Bir koleksiyondan çıkarılmış veriler:
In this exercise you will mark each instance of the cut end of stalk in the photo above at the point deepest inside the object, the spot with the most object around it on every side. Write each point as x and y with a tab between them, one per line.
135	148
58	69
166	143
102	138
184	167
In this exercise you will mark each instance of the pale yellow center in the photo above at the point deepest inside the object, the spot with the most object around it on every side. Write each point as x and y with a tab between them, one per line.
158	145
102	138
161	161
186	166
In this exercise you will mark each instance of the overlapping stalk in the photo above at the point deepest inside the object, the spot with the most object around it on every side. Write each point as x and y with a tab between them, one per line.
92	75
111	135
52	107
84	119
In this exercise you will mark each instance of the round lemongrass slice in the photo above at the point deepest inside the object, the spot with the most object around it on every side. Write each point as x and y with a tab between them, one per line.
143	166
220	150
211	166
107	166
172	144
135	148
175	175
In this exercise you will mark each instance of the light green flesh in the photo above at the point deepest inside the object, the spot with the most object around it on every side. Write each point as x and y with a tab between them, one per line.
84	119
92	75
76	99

Görev gereksinimi> Yukarıdaki tüm öğeleri yeniden yazın. Geçen her "stalk" ifadesini "sap" olarak yeniden adlandırın ve geri kalan her şeyi olduğu gibi bırakın.

Aşağıdaki çıktı>
In this exercise you will mark each instance of the cut end of sap in the photo above at the point deepest inside the object, the spot with the most object around it on every side. Write each point as x and y with a tab between them, one per line.
135	148
58	69
166	143
102	138
184	167
In this exercise you will mark each instance of the pale yellow center in the photo above at the point deepest inside the object, the spot with the most object around it on every side. Write each point as x and y with a tab between them, one per line.
158	145
102	138
161	161
186	166
In this exercise you will mark each instance of the overlapping sap in the photo above at the point deepest inside the object, the spot with the most object around it on every side. Write each point as x and y with a tab between them, one per line.
92	75
111	135
52	107
84	119
In this exercise you will mark each instance of the round lemongrass slice in the photo above at the point deepest inside the object, the spot with the most object around it on every side. Write each point as x and y with a tab between them, one per line.
143	166
220	150
211	166
107	166
172	144
135	148
175	175
In this exercise you will mark each instance of the light green flesh in the photo above at the point deepest inside the object, the spot with the most object around it on every side. Write each point as x and y with a tab between them, one per line.
84	119
92	75
76	99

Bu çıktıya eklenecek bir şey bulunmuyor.